▶ Records:
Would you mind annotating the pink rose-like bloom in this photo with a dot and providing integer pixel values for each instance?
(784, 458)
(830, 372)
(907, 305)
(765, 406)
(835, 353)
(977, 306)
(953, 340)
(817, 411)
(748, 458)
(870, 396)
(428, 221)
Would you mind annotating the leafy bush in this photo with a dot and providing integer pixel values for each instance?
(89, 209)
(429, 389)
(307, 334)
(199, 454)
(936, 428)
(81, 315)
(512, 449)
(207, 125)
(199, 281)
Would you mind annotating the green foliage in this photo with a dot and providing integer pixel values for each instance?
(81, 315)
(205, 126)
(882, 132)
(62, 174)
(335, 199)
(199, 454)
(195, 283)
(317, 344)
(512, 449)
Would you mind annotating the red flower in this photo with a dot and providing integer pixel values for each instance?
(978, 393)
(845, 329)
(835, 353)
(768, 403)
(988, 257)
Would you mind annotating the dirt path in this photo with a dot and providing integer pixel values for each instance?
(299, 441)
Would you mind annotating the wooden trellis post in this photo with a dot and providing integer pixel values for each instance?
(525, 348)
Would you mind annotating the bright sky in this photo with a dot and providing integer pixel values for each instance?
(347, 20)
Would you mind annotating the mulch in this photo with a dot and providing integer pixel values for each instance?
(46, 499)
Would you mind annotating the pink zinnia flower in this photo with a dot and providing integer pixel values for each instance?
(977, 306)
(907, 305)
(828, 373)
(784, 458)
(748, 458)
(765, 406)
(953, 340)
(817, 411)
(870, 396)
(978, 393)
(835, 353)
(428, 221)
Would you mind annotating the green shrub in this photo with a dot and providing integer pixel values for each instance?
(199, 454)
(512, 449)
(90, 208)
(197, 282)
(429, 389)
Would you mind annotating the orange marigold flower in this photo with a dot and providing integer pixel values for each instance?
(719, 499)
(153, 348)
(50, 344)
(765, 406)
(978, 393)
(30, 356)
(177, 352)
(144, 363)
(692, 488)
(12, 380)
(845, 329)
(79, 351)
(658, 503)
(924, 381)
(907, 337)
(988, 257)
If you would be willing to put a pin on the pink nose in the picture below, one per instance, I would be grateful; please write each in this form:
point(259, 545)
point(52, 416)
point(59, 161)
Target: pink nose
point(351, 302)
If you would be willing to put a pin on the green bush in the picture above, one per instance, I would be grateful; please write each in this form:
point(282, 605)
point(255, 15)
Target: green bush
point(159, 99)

▶ What you need to do: Copy out each line of the material that holds the word "write".

▶ Your solution:
If you would be willing to put a pin on the pink nose in the picture below, one per instance, I would be grateful; please write each in this form:
If you would be willing to put a pin on the green bush in the picture above, one per instance, I would be grateful; please write each in this form:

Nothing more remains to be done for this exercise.